**Tarefa proposta a**
Reproduza palavra por palavra todas as linhas das entradas abaixo, sem deixar nenhuma de fora.

**Trecho da página**
◇ ◇ ◇ ◇ ◇ ◇ ◇
Wednesday, December 28, 2016

'A Tolice da Inteligência Brasileira', de Jessé Souza

Todos os dias, indivíduos normalmente inteligentes e classes sociais inteiras são feitos de tolos para que a reprodução de privilégios injustos seja eternizada na sociedade. Para enxergar com clareza nosso real lugar no mundo, é necessário compreender como a elite intelectual submissa à elite do dinheiro construiu uma imagem distorcida do Brasil para disfarçar privilégios injustos.

Em "A Tolice da Inteligência Brasileira", o sociólogo Jessé Souza apresenta uma história das ideias dominantes do Brasil moderno e de sua institucionalização.

Com uma abordagem teórica e histórica, o livro traz um caminho para devolver ao brasileiro a possibilidade de entender as reais contradições da sociedade.
No prefácio do livro, Jessé Souza ressalta que a soma das rendas de capital no Brasil é monopolizada em grande parte pelo 1% mais rico da população. O trabalho dos 99% restantes é transferido em grande medida para os bolsos do 1% mais rico.
"Os endinheirados e poderosos têm que ser inteligentes o bastante para criar uma 'ciência para seus interesses'", diz.
O economicismo como "cegueira" da dimensão simbólica do capitalismo
Economicismo é a crença explícita ou implícita de que o comportamento humano em sociedade é explicado unicamente por estímulos econômicos. Mas não são economicistas apenas os economistas ou cientistas sociais que compartilham a mesma visão de mundo. Nosso senso comum compartilhado também é economicista, o que faz com que, quando se fala em "níveis de renda" como correspondendo a "classes sociais", ninguém ache isso absurdo ou ridículo. As pessoas levam a sério, mostrando que o economicismo, superficial, frágil e pobre, enquanto visão científica da sociedade, é uma espécie de "visão oficial do mundo", seja para o senso comum compartilhado por todos, seja para as "ciências da ordem", que se utilizam dos pressupostos do senso comum para construir suas categorias e hipóteses.
◇ ◇ ◇ ◇ ◇ ◇ ◇
**Lista de entradas**
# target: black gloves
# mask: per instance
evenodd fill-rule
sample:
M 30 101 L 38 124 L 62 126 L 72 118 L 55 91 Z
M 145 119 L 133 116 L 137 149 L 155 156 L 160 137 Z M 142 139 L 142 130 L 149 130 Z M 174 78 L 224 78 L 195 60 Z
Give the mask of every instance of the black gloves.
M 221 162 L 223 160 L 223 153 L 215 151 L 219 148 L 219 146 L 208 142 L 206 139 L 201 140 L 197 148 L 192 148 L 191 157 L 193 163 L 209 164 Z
◇ ◇ ◇ ◇ ◇ ◇ ◇
**Tarefa proposta b**
Cite por inteiro o texto acima sobre o livro "A Tolice da Inteligência Brasileira", sem mudar nada.

**Resposta a**
# target: black gloves
# mask: per instance
evenodd fill-rule
sample:
M 30 101 L 38 124 L 62 126 L 72 118 L 55 91 Z
M 145 119 L 133 116 L 137 149 L 155 156 L 160 137 Z M 142 139 L 142 130 L 149 130 Z M 174 78 L 224 78 L 195 60 Z
Give the mask of every instance of the black gloves.
M 221 162 L 223 160 L 223 153 L 215 151 L 219 148 L 219 146 L 208 142 L 206 139 L 201 140 L 197 148 L 192 148 L 191 157 L 193 163 L 209 164 Z

**Resposta b**
Wednesday, December 28, 2016

'A Tolice da Inteligência Brasileira', de Jessé Souza

Todos os dias, indivíduos normalmente inteligentes e classes sociais inteiras são feitos de tolos para que a reprodução de privilégios injustos seja eternizada na sociedade. Para enxergar com clareza nosso real lugar no mundo, é necessário compreender como a elite intelectual submissa à elite do dinheiro construiu uma imagem distorcida do Brasil para disfarçar privilégios injustos.

Em "A Tolice da Inteligência Brasileira", o sociólogo Jessé Souza apresenta uma história das ideias dominantes do Brasil moderno e de sua institucionalização.

Com uma abordagem teórica e histórica, o livro traz um caminho para devolver ao brasileiro a possibilidade de entender as reais contradições da sociedade.
No prefácio do livro, Jessé Souza ressalta que a soma das rendas de capital no Brasil é monopolizada em grande parte pelo 1% mais rico da população. O trabalho dos 99% restantes é transferido em grande medida para os bolsos do 1% mais rico.
"Os endinheirados e poderosos têm que ser inteligentes o bastante para criar uma 'ciência para seus interesses'", diz.
O economicismo como "cegueira" da dimensão simbólica do capitalismo
Economicismo é a crença explícita ou implícita de que o comportamento humano em sociedade é explicado unicamente por estímulos econômicos. Mas não são economicistas apenas os economistas ou cientistas sociais que compartilham a mesma visão de mundo. Nosso senso comum compartilhado também é economicista, o que faz com que, quando se fala em "níveis de renda" como correspondendo a "classes sociais", ninguém ache isso absurdo ou ridículo. As pessoas levam a sério, mostrando que o economicismo, superficial, frágil e pobre, enquanto visão científica da sociedade, é uma espécie de "visão oficial do mundo", seja para o senso comum compartilhado por todos, seja para as "ciências da ordem", que se utilizam dos pressupostos do senso comum para construir suas categorias e hipóteses.